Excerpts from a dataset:
■ ■ ■ ■ ■ ■ ■

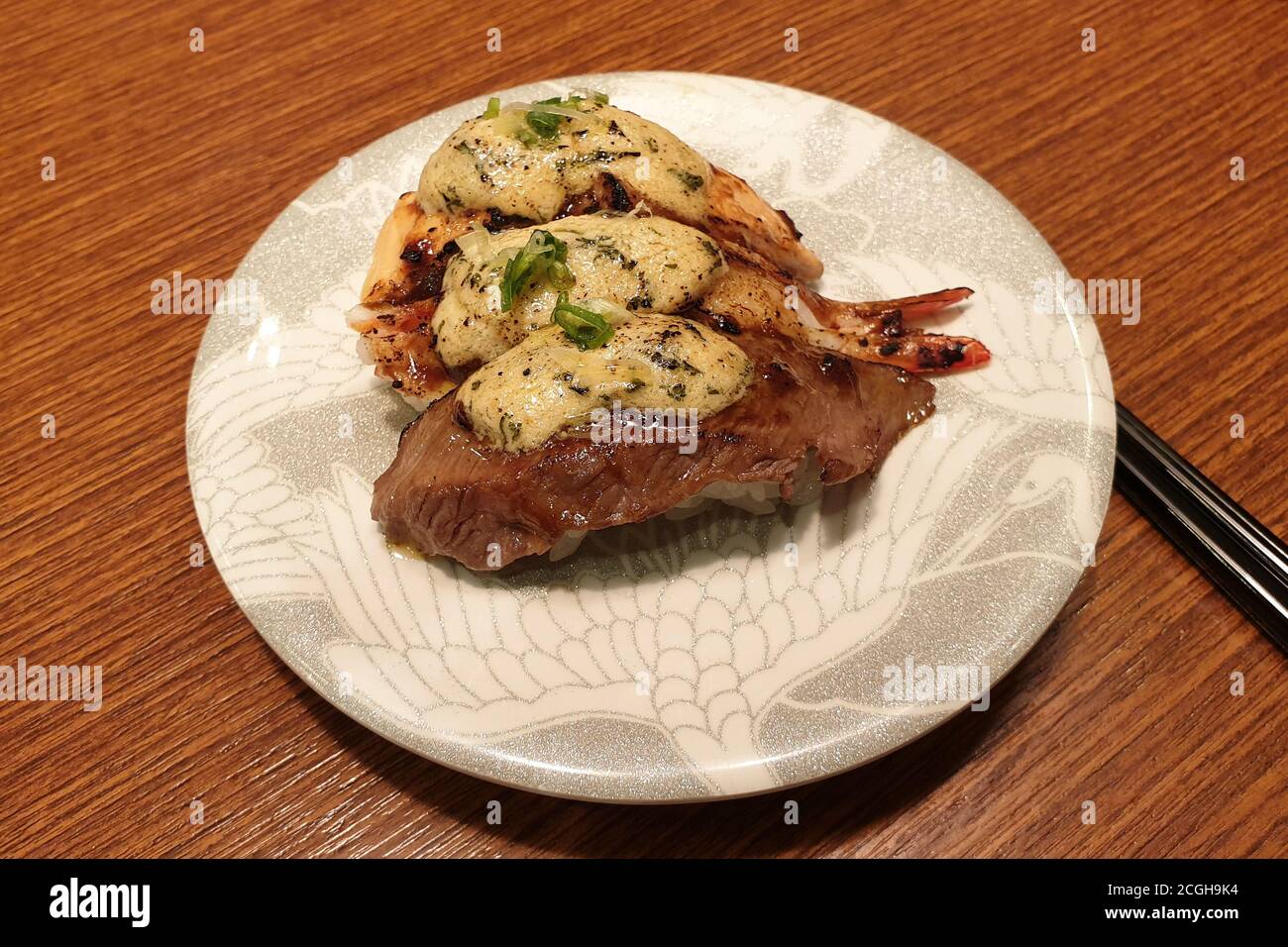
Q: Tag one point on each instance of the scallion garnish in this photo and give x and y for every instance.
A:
(545, 124)
(542, 257)
(587, 328)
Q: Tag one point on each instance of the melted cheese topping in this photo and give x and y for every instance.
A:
(546, 386)
(644, 264)
(484, 166)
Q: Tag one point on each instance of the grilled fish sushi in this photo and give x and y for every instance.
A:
(494, 171)
(503, 468)
(644, 264)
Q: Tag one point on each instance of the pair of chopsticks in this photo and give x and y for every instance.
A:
(1241, 557)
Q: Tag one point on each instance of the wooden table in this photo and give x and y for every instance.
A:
(168, 159)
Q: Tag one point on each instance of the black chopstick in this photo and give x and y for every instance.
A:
(1241, 557)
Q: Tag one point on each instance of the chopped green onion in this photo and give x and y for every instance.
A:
(692, 182)
(542, 257)
(545, 124)
(588, 329)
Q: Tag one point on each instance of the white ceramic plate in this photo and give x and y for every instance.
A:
(716, 656)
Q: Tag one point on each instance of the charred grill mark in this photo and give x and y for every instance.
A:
(724, 324)
(497, 222)
(617, 196)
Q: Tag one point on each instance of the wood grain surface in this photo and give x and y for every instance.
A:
(168, 159)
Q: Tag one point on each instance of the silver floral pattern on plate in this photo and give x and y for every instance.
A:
(720, 655)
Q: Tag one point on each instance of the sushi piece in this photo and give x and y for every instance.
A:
(514, 462)
(500, 287)
(529, 163)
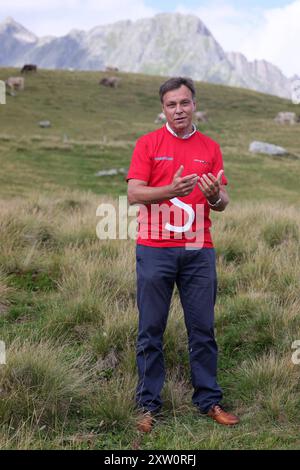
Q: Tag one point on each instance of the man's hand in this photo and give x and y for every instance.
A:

■ ■ ■ ■ ■ ■ ■

The problem: Each record above goes into the copy word for word; the pictures do not.

Finished task:
Q: Tag one point on each instance of the scallion garnish in this photo and give x and y for every instance.
A:
(545, 124)
(542, 257)
(587, 328)
Q: Tag one point on each instance of the melted cheese topping in this photo and give x and y for every instance.
A:
(546, 386)
(644, 264)
(484, 166)
Q: Tag one point on each instance of the grilled fish sushi in this photo and give x and y for every instance.
A:
(494, 171)
(503, 468)
(644, 264)
Q: Tag one point on each instance of the pair of chopsticks in this photo and give x and y for every instance.
A:
(1241, 557)
Q: Tag one point on each instance of the wooden table in this photo and give x and y for every instance.
A:
(168, 159)
Q: Tag one point on each instance of the black chopstick in this photo and give x and y for every instance.
A:
(1241, 557)
Q: Tag one point on each instance of the chopped green onion in this photo and give x and y for every instance.
A:
(692, 182)
(542, 257)
(545, 124)
(588, 329)
Q: Tag one point on each instance of the white ceramic plate in this photo and give x and y for every instance.
A:
(716, 656)
Q: Tag one point on each instance of the charred grill mark in this photo and give x and y for every instance.
A:
(724, 324)
(497, 222)
(617, 196)
Q: Tag one point on each instance of the wood grain surface in this photo and give x and y for every instance.
A:
(168, 159)
Q: Tag one point on each instance of the silver floral pattern on plate in this photo and give x and y for every instance.
A:
(720, 655)
Q: Tag one point on each instance of the sushi piece in this photo and give x and y for every instance.
A:
(514, 462)
(500, 287)
(529, 163)
Q: Tag one point on each instance of the man's hand in this photo and give x and y for every instance.
A:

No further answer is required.